-------- EXCERPTED DATA

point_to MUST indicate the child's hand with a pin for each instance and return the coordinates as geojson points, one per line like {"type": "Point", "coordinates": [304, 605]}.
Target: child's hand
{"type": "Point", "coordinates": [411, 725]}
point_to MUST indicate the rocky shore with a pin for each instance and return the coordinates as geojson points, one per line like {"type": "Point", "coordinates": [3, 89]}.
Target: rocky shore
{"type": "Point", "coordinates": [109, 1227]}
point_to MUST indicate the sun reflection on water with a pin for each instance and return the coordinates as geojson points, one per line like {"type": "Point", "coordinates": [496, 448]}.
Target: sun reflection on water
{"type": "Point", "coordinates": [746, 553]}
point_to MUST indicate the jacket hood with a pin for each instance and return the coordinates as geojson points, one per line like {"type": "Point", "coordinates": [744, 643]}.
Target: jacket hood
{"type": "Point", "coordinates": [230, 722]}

----------------

YOUR TASK - The task here is to output the line with "point_to MUST indicate the jacket" and all lines after it to the end of the records above, exactly and only those.

EXPECTED ANSWER -
point_to MUST indicate the jacket hood with a pin for each instance and return the coordinates as geojson points, one per line like {"type": "Point", "coordinates": [744, 643]}.
Target: jacket hood
{"type": "Point", "coordinates": [230, 722]}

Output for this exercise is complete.